--- TEXT EXCERPT ---

13-August-2014 (Wednesday) – Replacing Jong clam

Greetings from Pulau Jong!  The Clam team headed back to P. Jong with the main goal to put back Mama Jong clam back home. She has done us proud, providing her next generation of gametes which are now growing in our tanks. Here’s some pictures of the island and her home.

The interface between late-dusk and breaking dawn
Gloomy dark clouds coming up from the south of Singapore
Mama Jong clam and her trusty stake! (That stake was placed in 2010!)
During her short stay with us, she has grown new shell layer which can be seen here as the shiny white lips!
Baby Jong clams at day 49


14-August-2014 (Thursday) – Semakau Salvage

A big thank you to NEA for making the arrangement for a selected group of us to have the (last) opportunity to salvage some of the sessile animals. The Clam team was particularly interested in taking any existing giant clams and Trochus snails for the purpose of augmenting our mariculture work. We were almost on the brink of giving up, until the very last hour, Ambert spotted his first burrowing clam, and later I found another two. We are happy to have taken them back to our facility, otherwise would have been buried forever!

Background: Semakau Landfill is Singapore’s first and only offshore waste island, being slowly filled up with our incinerated waste ash. Sadly, it has finally come to the point where the last cells on the landfill needs to be constructed for use. Hence, selected groups have been invited to visit these remaining shores to salvage the reef organisms.

--- DATA LISTING ---

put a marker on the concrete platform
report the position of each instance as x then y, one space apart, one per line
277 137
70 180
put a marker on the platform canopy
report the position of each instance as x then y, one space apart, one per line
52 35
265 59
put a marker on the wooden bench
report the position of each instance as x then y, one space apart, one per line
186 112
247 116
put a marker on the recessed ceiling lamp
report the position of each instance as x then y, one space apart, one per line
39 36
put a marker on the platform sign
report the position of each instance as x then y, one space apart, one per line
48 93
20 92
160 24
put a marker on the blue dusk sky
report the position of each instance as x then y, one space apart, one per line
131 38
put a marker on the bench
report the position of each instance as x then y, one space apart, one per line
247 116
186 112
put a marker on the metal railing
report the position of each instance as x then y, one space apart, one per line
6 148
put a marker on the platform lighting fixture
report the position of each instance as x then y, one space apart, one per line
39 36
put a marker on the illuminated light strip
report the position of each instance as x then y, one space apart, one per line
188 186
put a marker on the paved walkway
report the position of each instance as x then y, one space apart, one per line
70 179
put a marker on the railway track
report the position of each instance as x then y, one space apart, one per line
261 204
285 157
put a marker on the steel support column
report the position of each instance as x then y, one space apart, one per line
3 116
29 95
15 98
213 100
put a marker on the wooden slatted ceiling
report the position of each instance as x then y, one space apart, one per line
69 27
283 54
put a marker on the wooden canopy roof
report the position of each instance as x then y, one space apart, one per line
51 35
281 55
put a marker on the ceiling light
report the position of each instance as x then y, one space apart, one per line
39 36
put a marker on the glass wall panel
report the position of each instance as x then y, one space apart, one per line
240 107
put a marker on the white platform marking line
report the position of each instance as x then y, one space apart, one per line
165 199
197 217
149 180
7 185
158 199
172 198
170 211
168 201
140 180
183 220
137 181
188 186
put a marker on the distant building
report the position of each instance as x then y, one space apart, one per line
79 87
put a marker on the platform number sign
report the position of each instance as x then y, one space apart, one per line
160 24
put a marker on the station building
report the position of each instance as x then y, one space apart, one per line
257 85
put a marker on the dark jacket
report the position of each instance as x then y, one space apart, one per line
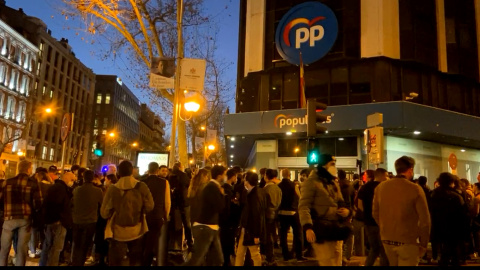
212 204
226 219
157 186
448 214
290 197
57 205
253 216
320 199
348 192
87 199
179 184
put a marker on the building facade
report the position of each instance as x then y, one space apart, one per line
18 58
63 84
151 130
424 53
116 117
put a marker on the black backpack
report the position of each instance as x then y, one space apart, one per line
129 207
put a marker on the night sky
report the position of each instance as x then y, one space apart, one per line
48 12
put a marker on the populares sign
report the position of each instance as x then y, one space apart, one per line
310 28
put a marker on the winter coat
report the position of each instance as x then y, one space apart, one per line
253 216
322 197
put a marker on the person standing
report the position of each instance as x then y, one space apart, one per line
179 183
160 190
252 222
448 209
227 224
400 209
263 181
163 245
20 196
206 222
87 199
124 206
58 218
288 217
321 202
365 201
273 199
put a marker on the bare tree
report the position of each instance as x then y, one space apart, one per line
139 30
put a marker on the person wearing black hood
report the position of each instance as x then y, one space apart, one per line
448 208
323 211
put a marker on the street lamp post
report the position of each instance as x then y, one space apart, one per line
177 82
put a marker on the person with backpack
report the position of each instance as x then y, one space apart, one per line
124 206
156 219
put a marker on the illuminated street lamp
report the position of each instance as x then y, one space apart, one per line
192 106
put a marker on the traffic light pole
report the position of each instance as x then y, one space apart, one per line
177 92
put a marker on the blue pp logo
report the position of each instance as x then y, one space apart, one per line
310 28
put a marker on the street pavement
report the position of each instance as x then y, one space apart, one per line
176 259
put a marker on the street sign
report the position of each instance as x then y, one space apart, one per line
67 122
375 145
374 120
192 74
160 82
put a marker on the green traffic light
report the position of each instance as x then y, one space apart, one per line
98 152
312 158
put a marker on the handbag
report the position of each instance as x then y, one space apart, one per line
330 230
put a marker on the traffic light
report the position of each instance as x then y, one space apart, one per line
313 151
315 118
99 149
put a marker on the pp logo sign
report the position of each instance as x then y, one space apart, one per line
310 28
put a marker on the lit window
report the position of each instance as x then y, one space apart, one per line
44 153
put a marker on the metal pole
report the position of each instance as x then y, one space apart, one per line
64 146
205 147
177 83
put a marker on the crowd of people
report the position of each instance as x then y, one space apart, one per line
229 217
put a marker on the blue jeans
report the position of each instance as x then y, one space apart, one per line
82 240
376 246
52 246
24 229
206 248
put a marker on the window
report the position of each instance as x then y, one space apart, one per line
21 111
99 98
13 80
44 153
3 73
38 68
10 108
4 47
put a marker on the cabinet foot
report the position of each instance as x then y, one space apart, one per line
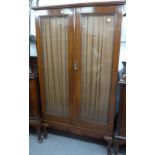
45 126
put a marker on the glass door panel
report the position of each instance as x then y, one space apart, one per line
54 35
97 34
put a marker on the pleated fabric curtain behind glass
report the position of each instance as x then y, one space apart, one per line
55 62
96 65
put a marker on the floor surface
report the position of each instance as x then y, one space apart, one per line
57 144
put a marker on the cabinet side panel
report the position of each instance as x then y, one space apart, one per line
55 64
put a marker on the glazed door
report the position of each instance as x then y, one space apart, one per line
55 55
97 60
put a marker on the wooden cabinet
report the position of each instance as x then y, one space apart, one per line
78 52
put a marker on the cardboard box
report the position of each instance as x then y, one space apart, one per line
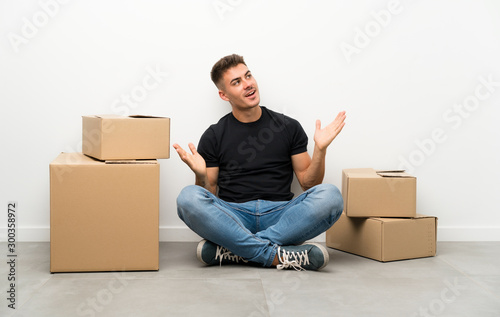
370 193
384 239
104 216
113 137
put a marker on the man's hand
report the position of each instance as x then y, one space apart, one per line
195 161
323 137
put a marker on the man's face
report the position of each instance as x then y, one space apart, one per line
240 88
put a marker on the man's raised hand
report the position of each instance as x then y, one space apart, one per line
323 137
194 160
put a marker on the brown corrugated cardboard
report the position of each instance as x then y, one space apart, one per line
103 217
384 239
370 193
114 137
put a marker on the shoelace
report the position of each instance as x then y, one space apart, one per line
224 253
294 260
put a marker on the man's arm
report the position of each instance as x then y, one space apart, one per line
205 177
310 172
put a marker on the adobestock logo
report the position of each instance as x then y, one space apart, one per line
448 295
152 80
30 27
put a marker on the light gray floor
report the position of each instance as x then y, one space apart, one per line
462 280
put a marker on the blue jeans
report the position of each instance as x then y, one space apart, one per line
255 229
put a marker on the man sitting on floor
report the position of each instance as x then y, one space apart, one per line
242 204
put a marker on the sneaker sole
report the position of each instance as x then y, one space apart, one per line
199 249
323 250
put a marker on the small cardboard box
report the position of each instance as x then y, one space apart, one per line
384 239
370 193
104 216
114 137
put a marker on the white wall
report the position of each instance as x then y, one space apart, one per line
402 84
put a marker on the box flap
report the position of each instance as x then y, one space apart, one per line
74 158
110 116
130 162
395 173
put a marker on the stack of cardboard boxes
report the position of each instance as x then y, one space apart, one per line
104 202
379 219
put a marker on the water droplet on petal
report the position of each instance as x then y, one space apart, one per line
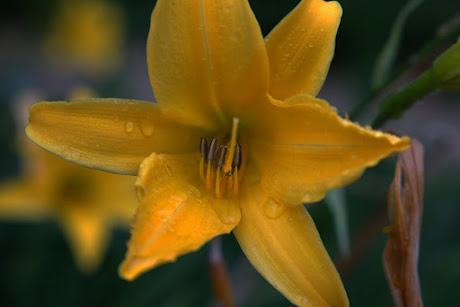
168 170
129 126
273 209
147 128
140 191
74 154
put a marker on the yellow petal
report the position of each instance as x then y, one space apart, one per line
206 58
300 48
19 199
303 148
87 232
108 134
284 246
175 216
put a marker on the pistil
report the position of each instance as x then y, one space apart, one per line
219 167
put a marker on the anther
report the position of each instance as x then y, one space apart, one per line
204 147
236 163
212 150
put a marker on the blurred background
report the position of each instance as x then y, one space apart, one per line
58 49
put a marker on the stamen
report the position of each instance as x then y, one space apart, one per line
235 182
209 160
212 150
203 147
233 137
237 157
220 157
219 163
204 151
219 166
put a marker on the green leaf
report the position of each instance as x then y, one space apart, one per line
444 74
337 204
386 59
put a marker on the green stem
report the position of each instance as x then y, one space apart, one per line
396 104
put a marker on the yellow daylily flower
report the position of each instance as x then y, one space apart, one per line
87 203
237 141
86 35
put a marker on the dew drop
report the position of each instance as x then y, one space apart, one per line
147 128
140 191
168 170
74 154
227 219
171 228
129 126
273 209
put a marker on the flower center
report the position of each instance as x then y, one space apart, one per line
220 165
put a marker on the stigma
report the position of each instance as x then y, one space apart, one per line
220 164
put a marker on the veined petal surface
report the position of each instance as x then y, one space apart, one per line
114 135
284 246
87 232
175 216
300 48
206 58
19 201
303 148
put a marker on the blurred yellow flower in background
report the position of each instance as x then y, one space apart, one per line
87 35
86 203
218 83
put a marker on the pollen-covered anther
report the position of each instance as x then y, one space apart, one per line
212 171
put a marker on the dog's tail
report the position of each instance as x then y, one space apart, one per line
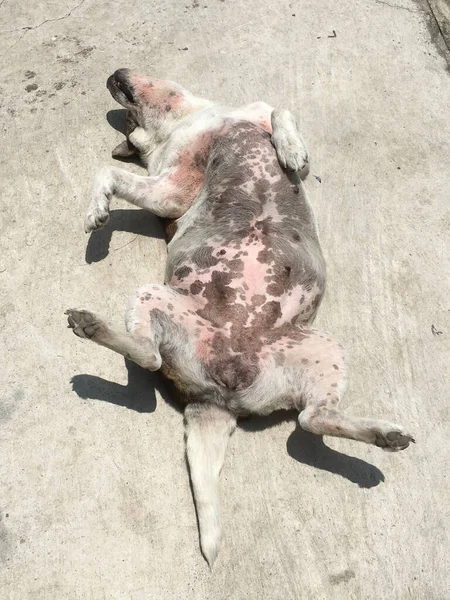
208 428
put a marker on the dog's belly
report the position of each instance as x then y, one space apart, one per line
246 259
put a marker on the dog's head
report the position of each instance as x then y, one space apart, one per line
150 100
153 104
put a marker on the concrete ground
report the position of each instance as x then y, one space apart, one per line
95 498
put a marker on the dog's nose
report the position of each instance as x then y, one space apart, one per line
122 75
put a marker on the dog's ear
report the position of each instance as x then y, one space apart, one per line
124 150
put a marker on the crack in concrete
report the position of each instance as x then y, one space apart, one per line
397 6
441 32
12 45
30 28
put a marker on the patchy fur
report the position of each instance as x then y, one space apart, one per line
232 325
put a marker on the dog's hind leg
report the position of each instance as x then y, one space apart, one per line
311 377
208 428
291 149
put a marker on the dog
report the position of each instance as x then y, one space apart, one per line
232 325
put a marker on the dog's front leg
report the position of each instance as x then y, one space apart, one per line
289 144
141 350
160 195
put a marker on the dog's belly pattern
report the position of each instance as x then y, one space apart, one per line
247 262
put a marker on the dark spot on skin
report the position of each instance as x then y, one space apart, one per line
182 272
196 287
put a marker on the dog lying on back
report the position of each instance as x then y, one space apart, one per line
231 326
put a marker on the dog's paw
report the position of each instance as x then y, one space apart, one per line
84 323
96 217
393 440
293 157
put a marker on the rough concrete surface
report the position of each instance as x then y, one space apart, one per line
95 498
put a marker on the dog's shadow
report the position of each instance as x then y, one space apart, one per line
140 222
309 449
139 393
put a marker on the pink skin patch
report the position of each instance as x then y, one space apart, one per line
188 171
157 93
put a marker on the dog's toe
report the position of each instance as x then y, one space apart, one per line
83 323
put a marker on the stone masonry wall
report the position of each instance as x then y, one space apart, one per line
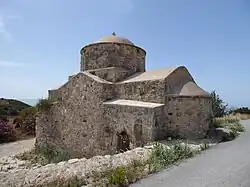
189 117
137 122
177 80
112 74
147 91
103 55
75 122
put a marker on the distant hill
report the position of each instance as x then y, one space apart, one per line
31 102
11 107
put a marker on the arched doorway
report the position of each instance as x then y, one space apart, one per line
123 142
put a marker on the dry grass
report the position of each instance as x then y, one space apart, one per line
230 122
242 116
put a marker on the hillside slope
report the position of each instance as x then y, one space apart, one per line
11 107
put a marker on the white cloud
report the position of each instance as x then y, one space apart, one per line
13 64
4 33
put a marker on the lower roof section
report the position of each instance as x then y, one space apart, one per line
134 103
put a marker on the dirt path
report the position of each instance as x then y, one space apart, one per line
224 165
14 148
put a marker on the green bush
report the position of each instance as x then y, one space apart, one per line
118 177
231 123
218 105
162 156
7 133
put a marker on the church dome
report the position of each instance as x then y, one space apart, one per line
114 39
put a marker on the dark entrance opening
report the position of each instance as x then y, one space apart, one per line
123 142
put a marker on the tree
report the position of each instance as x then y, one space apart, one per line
218 105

---

__PARTS OF THE EXERCISE__:
a) In the clam team's blog entries, in what year was Mama Jong clam's stake placed?
b) Return the passage of the clam team's blog entries from "The interface between" up to and including "placed in 2010!)", copied word for word.

__SOLUTIONS IN ORDER__:
a) 2010

b)
The interface between late-dusk and breaking dawn
Gloomy dark clouds coming up from the south of Singapore
Mama Jong clam and her trusty stake! (That stake was placed in 2010!)